- [CONSIGNES À SUIVRE]
(1) Réponds à ces questions sur le texte consacré au cogito :
(a) Dans quel ouvrage, et à quel livre, Augustin précise-t-il que l'intuition de soi est immédiate ?
(b) Quel écueil logique la nécessité d'un principe premier extra-logique permet-elle d'éviter ?
(c) Qui a avant tout défendu la thèse d'une saisie intuitive extra-logique du cogito ?
(2) Modifie les lignes des enregistrements, de la première jusqu'à celle qui contient "(1331, 564)" incluse, en remplaçant "When asked for" par "When prompted for". Recopie ces lignes sans rien y changer d'autre.

Le cogito n’est pas une lubie ratiocinante de rationaliste hyper-réflexif. Plutôt, il est une évidence vécue, qui n’a pas attendu le rationalisme de Descartes pour trouver ses premières expressions dans l’histoire de la philosophie. Car le cogito a une histoire, des antécédents. St Augustin, Thomas, lui ont donné voix bien avant Descartes, certes à leur façon et sans, bien sûr, l’insistance ni l’emphase qui auront été celles du penseur français. Augustin, d’abord, au livre X de son De Trinitate, précise que l’intuition de soi est immédiate pour qui prend au sérieux le précepte delphique. « Lorsqu’il est dit à la pensée « connais-toi toi-même », dès l’instant où elle saisit intellectuellement ce que signifie toi-même, elle se connaît elle-même et pour aucune autre raison que le fait qu’elle est présente à elle-même », nous dit Augustin : « la pensée ne doit rien ajouter d’autre à ce qu’elle sait être elle-même lorsqu’elle entend le commandement d’avoir à se connaître elle- même »57. Mais si Augustin souligne l’évidence du cogito, ça n’est pas pour autant qu’il valorise cette réflexivité comme souhaitable (au contraire, cette réflexivité radicale est suspecte, suspectée)58. Thomas, lui, dans son De veritate, X, I2, ad 7, affirmait que « personne ne peut penser qu'il n'est pas, avec assentiment ; car dans le fait qu'il pense quelque chose, il s'aperçoit qu'il est »59. Chez Thomas, nous retrouvons la lettre du cogito d’Hintikka, en tant qu’il est impossible d’affirmer « je ne suis pas », et que c’est donc un cogito négatif qui opère. Chez Thomas, donc, le cogito est à nouveau une évidence logique - elle l’est en creux, elle l’est négativement.

Le cogito, anté-logique ?

Nous revenons alors à notre problème initial : si le cogito est logique, alors quel est le fondement de la raison qui le fonde ? L’ironie du sort est, ici, que c’est pour éviter l’écueil logique de la régression infinie (qui chercherait le fondement du fondement du fondement...), que la nécessité d’un principe premier extra- logique est pointée. Cela tombe bien, notre travail a permis de confirmer, mais c’était là une thèse avant tout défendue par André Charrak, qu’il y a une saisie intuitive extra-logique du cogito. Et à nous de penser à Aristote, quoi que Descartes se défende de s’inscrire dans la suite de sa pensée : car n’est- ce pas le Stagirite, le premier, qui avait pointé la nécessité de principes comme premier pas de la pensée afin d’éviter la régression infinie de syllogisme en syllogisme ?60 Ici, et quoi que des travaux fort érudits se soient appliqués à montrer la contradiction pure et simple entre la lettre cartésienne et le legs aristotélicien, il nous semble que le cogito cartésien ne fait au fond que transposer un problème épistémologique bien connu d’Aristote au problème ontologique du sujet. Et dire cela, ça n’est en rien amputer l’oeuvre de Descartes de son caractère novateur.

Entrées de pointage d'objets étiquetés
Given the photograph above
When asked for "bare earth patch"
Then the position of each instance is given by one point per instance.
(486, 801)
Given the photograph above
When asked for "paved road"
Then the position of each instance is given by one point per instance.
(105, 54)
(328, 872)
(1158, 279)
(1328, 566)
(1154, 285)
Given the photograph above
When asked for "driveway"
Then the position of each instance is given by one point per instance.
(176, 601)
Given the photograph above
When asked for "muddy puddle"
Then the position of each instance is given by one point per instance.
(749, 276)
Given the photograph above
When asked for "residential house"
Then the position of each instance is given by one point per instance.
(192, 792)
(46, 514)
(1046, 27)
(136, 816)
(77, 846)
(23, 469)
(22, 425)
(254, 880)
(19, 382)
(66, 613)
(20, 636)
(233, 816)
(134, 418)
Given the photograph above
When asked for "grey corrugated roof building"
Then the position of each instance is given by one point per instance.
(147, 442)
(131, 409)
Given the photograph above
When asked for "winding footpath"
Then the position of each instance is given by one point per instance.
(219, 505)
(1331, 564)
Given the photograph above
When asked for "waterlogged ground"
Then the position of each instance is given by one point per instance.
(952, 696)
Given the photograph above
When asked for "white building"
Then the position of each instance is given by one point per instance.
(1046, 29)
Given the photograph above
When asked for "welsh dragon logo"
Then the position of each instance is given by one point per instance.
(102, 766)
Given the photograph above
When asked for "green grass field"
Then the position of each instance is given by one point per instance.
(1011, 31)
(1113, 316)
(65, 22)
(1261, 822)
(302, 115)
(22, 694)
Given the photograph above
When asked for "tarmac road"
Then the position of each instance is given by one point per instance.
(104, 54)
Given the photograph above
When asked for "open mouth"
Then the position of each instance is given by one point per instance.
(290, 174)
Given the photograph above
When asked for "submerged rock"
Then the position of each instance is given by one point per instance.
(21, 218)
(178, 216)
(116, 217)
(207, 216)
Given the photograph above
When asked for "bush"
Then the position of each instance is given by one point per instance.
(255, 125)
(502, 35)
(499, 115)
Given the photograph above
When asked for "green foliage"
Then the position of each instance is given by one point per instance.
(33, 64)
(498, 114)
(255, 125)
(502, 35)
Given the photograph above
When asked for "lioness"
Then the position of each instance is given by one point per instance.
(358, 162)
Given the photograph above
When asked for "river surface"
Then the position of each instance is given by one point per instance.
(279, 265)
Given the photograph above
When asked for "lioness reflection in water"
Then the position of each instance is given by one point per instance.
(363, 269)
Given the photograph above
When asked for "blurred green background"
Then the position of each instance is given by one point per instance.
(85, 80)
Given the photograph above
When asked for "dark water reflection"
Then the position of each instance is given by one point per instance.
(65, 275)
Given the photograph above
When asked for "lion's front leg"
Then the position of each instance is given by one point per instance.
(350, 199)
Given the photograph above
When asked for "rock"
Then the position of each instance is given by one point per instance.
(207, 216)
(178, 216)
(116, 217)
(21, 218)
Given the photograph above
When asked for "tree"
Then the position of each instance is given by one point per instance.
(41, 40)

- [RÉPONSES]
(1)
(a) Au livre X de son De Trinitate.
(b) La régression infinie, qui chercherait le fondement du fondement du fondement.
(c) André Charrak.

(2)
Given the photograph above
When prompted for "bare earth patch"
Then the position of each instance is given by one point per instance.
(486, 801)
Given the photograph above
When prompted for "paved road"
Then the position of each instance is given by one point per instance.
(105, 54)
(328, 872)
(1158, 279)
(1328, 566)
(1154, 285)
Given the photograph above
When prompted for "driveway"
Then the position of each instance is given by one point per instance.
(176, 601)
Given the photograph above
When prompted for "muddy puddle"
Then the position of each instance is given by one point per instance.
(749, 276)
Given the photograph above
When prompted for "residential house"
Then the position of each instance is given by one point per instance.
(192, 792)
(46, 514)
(1046, 27)
(136, 816)
(77, 846)
(23, 469)
(22, 425)
(254, 880)
(19, 382)
(66, 613)
(20, 636)
(233, 816)
(134, 418)
Given the photograph above
When prompted for "grey corrugated roof building"
Then the position of each instance is given by one point per instance.
(147, 442)
(131, 409)
Given the photograph above
When prompted for "winding footpath"
Then the position of each instance is given by one point per instance.
(219, 505)
(1331, 564)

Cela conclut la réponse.